AE 315 · Experimental Aerodynamics · Spring 2025 · ERAU
The NACA 4412 is a classic cambered airfoil used on general aviation aircraft. This lab measured its real aerodynamic performance across a range of angles of attack, then compared those measurements against ideal potential-flow predictions. The gap between theory and experiment directly quantifies the performance penalty of viscosity: the reason every real wing produces less lift and more drag than inviscid models predict — a trade-off designers must account for from the earliest stages of wing design.
At 15 m/s, the 18 surface pressure taps sampled the pressure distribution simultaneously at each angle of attack while a traversing probe swept 76 heights through the downstream wake. Lift was obtained by integrating the pressure difference between the lower and upper surfaces along the chord:
Cl = (1/c) ∫LETE (Cp,lower − Cp,upper) dx
Drag was derived from the wake momentum deficit — a method that captures viscous drag directly from the velocity profile downstream and requires no physical force sensor. Pitching moments about both the leading edge and quarter-chord were integrated from the same pressure data, and all results were compared against panel code (potential flow) predictions.

------------------------

» **Written problem**: Copy out the whole NACA 4412 lab description word for word. The entries after this point have nothing to do with this task.

» **Given entries**:
------------------------

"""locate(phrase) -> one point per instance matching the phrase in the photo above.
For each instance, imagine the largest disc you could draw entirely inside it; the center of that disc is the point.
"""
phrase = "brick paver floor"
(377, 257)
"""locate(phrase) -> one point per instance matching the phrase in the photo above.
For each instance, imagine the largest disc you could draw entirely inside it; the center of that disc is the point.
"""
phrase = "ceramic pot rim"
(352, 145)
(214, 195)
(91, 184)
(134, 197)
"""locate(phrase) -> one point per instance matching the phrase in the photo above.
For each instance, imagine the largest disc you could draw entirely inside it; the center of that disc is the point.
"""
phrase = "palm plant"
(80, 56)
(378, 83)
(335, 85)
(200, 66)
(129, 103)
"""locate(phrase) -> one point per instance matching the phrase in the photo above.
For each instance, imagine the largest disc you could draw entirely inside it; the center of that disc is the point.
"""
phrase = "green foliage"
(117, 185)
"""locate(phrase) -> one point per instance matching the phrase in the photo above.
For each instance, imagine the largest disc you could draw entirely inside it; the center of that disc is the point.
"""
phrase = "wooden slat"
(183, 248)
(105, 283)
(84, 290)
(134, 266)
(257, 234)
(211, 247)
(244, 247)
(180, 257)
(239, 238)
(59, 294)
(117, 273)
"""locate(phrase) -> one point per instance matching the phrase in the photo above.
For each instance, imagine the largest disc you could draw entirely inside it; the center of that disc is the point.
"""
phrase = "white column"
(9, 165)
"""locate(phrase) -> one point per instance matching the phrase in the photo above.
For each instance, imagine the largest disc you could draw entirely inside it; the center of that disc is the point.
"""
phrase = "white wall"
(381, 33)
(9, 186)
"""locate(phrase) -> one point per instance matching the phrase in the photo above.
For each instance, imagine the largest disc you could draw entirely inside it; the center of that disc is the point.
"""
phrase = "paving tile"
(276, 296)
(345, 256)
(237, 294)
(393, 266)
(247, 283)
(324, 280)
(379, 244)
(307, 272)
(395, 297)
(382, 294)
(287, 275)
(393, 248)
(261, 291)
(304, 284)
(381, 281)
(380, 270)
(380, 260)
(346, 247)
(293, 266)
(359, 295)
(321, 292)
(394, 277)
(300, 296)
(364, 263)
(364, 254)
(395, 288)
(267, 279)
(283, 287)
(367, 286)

------------------------

» **Full answer**:
AE 315 · Experimental Aerodynamics · Spring 2025 · ERAU
The NACA 4412 is a classic cambered airfoil used on general aviation aircraft. This lab measured its real aerodynamic performance across a range of angles of attack, then compared those measurements against ideal potential-flow predictions. The gap between theory and experiment directly quantifies the performance penalty of viscosity: the reason every real wing produces less lift and more drag than inviscid models predict — a trade-off designers must account for from the earliest stages of wing design.
At 15 m/s, the 18 surface pressure taps sampled the pressure distribution simultaneously at each angle of attack while a traversing probe swept 76 heights through the downstream wake. Lift was obtained by integrating the pressure difference between the lower and upper surfaces along the chord:
Cl = (1/c) ∫LETE (Cp,lower − Cp,upper) dx
Drag was derived from the wake momentum deficit — a method that captures viscous drag directly from the velocity profile downstream and requires no physical force sensor. Pitching moments about both the leading edge and quarter-chord were integrated from the same pressure data, and all results were compared against panel code (potential flow) predictions.